Consigne:
Recopiez fidèlement, dans le texte ci-dessous sur la vision de nuit en navigation, le passage allant de « Cette théorie a » jusqu'à « en vision nocturne. ».

Texte source:
# # # # #

Comment ça marche ? Un peu de théorie :
Le problème de la vision de nuit en navigation, en pratique :
En navigation, il faut pouvoir voir les obstacles et le gréement, mais on doit aussi pouvoir distinguer des éléments plus petits : cap au compas, carte…
Le problème est que la vision nocturne ne perçoit pas les couleurs : la nuit tous les chats sont gris… et sa définition beaucoup plus faible que la vision de jour : un œil présentant une acuité visuelle de 10/10 le jour verra au mieux la nuit avec une acuité de 1/10, voire moins : impossible de voir distinctement de petits objets dans ces conditions.
- La fausse solution :
Au début des études sur ces phénomènes, dans les années 1920, on a mis en évidence la moindre sensibilité des bâtonnets au rouge et, par similitude avec les pellicules photographiques « noir et blanc » de l’époque, émis l’idée que la lumière rouge ne dégradait pas la vision nocturne.
Cette théorie a été à l’origine de l’utilisation d’un éclairage rouge pour faciliter et maintenir l’adaptation à l’obscurité.
Cette solution était valable pour les avions de l’époque, qui se pilotaient « aux fesses », sans lecture d’instruments.
Elle a commencé à trouver ses limites pendant la seconde guerre mondiale avec les bombardements de nuit qui exigeaient le vol aux instruments.
En effet, pour pouvoir lire les instruments, il est nécessaire de faire appel aux cônes qui permettent d’avoir une définition visuelle suffisante. Par ailleurs le centre de la rétine où l’acuité est maximale, est composé exclusivement de cônes, d’où un « trou noir » en vision nocturne.

# # # # #

Section des données:
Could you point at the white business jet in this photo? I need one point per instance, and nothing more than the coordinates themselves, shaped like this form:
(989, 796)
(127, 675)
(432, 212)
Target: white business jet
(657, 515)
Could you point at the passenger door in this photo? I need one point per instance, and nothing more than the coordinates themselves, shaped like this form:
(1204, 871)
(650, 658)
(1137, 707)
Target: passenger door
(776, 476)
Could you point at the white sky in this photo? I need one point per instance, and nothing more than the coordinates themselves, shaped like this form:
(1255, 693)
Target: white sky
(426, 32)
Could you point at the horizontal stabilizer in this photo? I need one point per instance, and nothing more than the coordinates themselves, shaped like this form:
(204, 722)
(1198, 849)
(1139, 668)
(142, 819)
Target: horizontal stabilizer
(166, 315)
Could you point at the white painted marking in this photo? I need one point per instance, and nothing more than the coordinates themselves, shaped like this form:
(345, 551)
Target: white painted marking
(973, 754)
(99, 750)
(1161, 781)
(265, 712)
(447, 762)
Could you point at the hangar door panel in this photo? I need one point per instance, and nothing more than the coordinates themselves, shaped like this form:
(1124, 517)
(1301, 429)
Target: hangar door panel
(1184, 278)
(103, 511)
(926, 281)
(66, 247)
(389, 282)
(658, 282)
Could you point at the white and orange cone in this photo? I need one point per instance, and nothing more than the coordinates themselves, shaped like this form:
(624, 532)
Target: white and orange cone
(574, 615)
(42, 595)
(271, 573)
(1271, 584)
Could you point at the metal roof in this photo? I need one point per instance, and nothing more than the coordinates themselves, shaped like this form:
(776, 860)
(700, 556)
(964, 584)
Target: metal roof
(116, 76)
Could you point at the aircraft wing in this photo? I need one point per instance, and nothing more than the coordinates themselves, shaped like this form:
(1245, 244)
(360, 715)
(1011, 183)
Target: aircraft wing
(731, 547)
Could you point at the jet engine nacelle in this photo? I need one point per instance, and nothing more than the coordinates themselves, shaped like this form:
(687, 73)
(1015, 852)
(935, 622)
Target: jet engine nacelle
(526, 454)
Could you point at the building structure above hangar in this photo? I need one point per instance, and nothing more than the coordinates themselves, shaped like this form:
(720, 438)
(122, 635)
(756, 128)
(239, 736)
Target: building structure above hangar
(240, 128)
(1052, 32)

# # # # #

Corrigé:
Cette théorie a été à l’origine de l’utilisation d’un éclairage rouge pour faciliter et maintenir l’adaptation à l’obscurité.
Cette solution était valable pour les avions de l’époque, qui se pilotaient « aux fesses », sans lecture d’instruments.
Elle a commencé à trouver ses limites pendant la seconde guerre mondiale avec les bombardements de nuit qui exigeaient le vol aux instruments.
En effet, pour pouvoir lire les instruments, il est nécessaire de faire appel aux cônes qui permettent d’avoir une définition visuelle suffisante. Par ailleurs le centre de la rétine où l’acuité est maximale, est composé exclusivement de cônes, d’où un « trou noir » en vision nocturne.